EXERCISE PROMPT -
Return every line of the material that contains the word "vegetation".

━━━━━━━━━━━━━━━━━━━━━━━━━━━━━━

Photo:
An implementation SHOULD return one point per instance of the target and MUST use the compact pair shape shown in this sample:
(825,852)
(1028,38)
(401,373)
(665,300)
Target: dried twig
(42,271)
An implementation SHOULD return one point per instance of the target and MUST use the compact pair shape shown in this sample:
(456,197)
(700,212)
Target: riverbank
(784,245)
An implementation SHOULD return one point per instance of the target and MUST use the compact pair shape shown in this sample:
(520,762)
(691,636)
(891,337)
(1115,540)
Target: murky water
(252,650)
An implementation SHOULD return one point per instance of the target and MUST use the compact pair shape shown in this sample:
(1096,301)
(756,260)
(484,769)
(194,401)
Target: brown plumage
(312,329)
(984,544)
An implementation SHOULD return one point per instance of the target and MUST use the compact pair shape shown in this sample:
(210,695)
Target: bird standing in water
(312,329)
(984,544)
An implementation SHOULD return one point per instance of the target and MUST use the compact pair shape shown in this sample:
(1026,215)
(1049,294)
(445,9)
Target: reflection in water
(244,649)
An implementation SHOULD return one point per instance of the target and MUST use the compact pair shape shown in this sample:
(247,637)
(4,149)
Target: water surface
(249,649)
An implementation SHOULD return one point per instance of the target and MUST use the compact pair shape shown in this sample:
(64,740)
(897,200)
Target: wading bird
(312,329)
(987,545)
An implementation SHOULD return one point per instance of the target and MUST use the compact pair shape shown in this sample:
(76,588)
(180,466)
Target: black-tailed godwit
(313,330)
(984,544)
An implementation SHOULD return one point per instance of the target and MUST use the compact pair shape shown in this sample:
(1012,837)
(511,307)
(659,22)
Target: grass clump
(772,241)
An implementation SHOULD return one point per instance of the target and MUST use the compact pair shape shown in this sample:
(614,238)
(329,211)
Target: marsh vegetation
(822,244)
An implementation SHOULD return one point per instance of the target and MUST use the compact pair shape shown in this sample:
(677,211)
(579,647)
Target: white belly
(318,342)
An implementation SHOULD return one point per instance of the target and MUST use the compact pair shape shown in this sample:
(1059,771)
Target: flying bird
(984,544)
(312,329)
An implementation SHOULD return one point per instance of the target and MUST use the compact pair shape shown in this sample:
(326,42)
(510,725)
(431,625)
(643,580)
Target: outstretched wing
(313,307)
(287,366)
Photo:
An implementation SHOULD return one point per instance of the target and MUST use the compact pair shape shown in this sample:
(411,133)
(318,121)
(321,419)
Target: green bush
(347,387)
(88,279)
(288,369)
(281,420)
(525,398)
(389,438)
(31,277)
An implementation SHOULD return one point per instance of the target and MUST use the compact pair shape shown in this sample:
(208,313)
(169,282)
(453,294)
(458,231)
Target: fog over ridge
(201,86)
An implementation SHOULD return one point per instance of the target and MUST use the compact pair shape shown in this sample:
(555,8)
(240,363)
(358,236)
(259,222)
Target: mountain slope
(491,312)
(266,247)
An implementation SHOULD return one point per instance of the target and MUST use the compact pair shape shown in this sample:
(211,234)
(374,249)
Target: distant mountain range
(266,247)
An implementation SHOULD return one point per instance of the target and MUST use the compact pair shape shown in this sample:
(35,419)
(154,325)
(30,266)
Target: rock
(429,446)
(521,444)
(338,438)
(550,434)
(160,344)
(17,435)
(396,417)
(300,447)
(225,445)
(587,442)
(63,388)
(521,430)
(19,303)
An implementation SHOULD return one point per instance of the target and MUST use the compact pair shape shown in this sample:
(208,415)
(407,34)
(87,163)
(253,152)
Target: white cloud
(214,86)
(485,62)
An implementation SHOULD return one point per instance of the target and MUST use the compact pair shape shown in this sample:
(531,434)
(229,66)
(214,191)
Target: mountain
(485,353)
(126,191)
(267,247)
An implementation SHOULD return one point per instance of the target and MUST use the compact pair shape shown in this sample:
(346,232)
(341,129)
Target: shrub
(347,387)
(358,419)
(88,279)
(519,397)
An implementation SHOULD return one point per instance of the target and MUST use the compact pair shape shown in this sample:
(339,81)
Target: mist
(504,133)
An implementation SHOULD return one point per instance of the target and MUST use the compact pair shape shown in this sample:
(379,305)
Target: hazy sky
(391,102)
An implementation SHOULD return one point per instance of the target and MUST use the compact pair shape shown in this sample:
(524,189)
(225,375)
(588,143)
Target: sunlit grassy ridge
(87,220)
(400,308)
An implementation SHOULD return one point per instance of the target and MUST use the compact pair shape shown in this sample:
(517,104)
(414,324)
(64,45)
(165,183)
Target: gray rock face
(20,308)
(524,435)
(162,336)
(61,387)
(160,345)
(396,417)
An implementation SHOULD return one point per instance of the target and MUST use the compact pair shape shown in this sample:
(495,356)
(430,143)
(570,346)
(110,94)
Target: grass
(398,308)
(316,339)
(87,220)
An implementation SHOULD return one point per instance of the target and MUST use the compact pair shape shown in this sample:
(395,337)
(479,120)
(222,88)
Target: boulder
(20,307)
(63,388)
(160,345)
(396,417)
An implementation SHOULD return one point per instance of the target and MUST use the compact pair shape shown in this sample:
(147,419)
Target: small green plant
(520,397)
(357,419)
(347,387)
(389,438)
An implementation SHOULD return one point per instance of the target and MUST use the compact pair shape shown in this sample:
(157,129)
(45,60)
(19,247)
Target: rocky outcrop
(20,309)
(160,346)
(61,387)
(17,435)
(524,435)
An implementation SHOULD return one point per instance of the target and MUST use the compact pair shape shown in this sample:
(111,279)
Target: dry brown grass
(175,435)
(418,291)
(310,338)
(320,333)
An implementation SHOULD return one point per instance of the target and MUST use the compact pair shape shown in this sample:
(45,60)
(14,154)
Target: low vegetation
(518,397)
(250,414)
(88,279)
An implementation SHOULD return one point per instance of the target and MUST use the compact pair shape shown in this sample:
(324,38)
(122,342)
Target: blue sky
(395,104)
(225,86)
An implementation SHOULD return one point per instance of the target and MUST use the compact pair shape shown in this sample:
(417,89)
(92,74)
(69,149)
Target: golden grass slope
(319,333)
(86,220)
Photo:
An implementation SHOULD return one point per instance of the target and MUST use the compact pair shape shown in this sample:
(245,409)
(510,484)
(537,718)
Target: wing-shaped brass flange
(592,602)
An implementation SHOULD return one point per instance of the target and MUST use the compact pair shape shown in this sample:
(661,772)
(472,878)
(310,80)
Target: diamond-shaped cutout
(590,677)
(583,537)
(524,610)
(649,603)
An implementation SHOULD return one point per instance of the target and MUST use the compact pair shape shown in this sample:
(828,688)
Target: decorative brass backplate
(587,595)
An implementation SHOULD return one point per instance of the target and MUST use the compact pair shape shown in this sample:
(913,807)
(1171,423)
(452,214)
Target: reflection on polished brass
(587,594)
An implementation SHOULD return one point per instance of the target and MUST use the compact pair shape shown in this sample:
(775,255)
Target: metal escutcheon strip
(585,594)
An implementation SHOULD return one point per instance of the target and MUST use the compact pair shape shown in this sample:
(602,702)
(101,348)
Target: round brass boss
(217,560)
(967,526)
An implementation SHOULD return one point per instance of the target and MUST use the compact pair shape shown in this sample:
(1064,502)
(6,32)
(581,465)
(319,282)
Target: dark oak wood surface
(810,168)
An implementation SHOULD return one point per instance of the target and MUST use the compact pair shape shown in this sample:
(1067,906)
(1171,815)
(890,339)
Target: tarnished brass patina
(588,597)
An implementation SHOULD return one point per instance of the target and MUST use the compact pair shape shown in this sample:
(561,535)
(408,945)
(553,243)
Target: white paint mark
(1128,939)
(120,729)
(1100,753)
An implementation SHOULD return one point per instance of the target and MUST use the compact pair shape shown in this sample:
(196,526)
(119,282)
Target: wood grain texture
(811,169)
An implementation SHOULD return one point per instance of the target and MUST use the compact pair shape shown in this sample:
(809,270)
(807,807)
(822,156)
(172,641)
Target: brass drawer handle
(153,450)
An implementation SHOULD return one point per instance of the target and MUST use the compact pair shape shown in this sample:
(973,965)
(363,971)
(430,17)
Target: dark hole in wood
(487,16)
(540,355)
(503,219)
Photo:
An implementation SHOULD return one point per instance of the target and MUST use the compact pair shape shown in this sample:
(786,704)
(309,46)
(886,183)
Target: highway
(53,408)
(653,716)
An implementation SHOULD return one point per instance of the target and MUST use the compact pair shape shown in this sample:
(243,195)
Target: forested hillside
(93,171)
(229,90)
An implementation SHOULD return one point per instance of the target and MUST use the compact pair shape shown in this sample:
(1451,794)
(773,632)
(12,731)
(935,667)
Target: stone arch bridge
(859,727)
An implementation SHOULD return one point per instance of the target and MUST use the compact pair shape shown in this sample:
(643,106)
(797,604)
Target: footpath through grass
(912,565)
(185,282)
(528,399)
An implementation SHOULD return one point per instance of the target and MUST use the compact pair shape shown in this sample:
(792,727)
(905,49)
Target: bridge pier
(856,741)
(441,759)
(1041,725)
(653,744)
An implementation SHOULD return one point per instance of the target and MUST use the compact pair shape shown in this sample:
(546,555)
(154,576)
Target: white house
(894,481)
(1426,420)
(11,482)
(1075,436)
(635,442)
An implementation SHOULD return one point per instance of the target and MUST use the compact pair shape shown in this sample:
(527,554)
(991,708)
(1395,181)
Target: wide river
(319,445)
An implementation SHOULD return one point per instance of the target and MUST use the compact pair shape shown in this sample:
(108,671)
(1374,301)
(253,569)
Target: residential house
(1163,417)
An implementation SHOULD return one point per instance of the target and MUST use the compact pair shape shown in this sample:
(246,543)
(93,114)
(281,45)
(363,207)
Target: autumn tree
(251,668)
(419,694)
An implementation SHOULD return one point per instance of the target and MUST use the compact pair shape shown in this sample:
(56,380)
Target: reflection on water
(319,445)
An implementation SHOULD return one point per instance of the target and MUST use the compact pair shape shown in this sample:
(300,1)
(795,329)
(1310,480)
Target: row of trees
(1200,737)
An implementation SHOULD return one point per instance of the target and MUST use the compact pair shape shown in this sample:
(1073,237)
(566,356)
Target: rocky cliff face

━━━━━━━━━━━━━━━━━━━━━━━━━━━━━━

SOLUTION -
Target: marsh vegetation
Target: low vegetation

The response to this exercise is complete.